Kaynaktan Alıntı:
23 Temmuz 2007

BELGRAD ORMANI, SUSUZLUK ve HAFTASONU MUTFAKTA PİŞENLER

Pazar günü seçim var, erkenden oyumuzu kullanıp Belgrad Ormanına kahvaltıya gidelim dedik yakın bir arkadaş çiftiyle... Fikir benden çıkmıştı, ama sandım ki ben en son 3-4 sene önce sonbahar ve kışları koşuya gittiğimiz Belgrad Ormanını bulacağım. Göl etrafında serin yürüyüşler yapacağız. Eşler gölde yüzdürecekleri uzaktan kumandalı gemilerini de yanlarına almışlardı. Onlar gemilerini gölde yüzdürürken benim gibi hamile olan arkadaşımla gölde yürüyüş yapacaktık. Ama gelin görün ki göl yerinde yoktu:( Gölde bir damla su kalmamış, toprak çatlamıştı:( Küresel ısınmanın acı gerçeği ile karşılaştık. Sabahın erken saatleri olmasına rağmen hava sıcaktı. Oturabileceğimiz sağlam, temiz bir bank bulmakta epey zorlandık. Bulamayınca da elde ki ile idare edip, bank ve masalardan birine gazete ve örtülerimizi serip oturduk. Bizim piknik yaptığımız yer koşu parkurunun 4. km sine denek gelen kısım idi. 3 sene önce çöp de yoktu civarda, şimdi ise içler acısı bir haldeydi etraf. Halkımız çevresini temiz tutmayı bilmiyor maalesef evinden çıkınca. Ama girişte otopark parasını almayı bilen yetkililer bile olsa temiz tutmaya çaba gösteremezler mi, hiç mi bakım yapılmıyor? Bu sebeple siz arkadaşları da uyarmak istedim. Belgrad ormanına gitmeyi düşünüyorsanız bir kez daha düşünün derim. En azından bekleyin sonbahar gelsin. Ortada ki çöp kokusu kalksın, yağmurlar gölü doldursun. Bu açmalar da kahvaltı için yaptıklarım. Sabahın ilk ışıklarına gözlerini açtılar...
Daha önce sade yaptığım açmaları bu sefer zeytinli yapıp, üzerini de haşhaş tohumları ile süsledim... Bunun için sade açma hamurunu poğaça gibi elinizle hafif açıp içine 1 çay kaşığı kadar zeytin ezmesi sürdükten sonra rulo yapıp simit şekli vererek tepsiye diziyorsunuz. Sade açma tarifim burada.

Alıştırma:
Belgrad Ormanı yazısında yazar, ormana gitmeyi düşünenlere neden en azından sonbaharı beklemelerini öneriyor? Lütfen bir ile üç cümle arasında açıklayın. Bu görevde yalnızca Belgrad Ormanı yazısındaki bilgilere dayanın.

Veri Bölümü:
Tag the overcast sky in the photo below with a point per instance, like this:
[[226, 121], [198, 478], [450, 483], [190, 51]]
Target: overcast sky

Görevin Çözümü:
Yazar, sonbaharda ortadaki çöp kokusunun kalkmasını ve yağmurların gölü doldurmasını beklediği için sonbaharı beklemeyi öneriyor. Gittiklerinde gölde bir damla su kalmamış, toprak çatlamıştı. Etraf da çöple içler acısı bir haldeydi.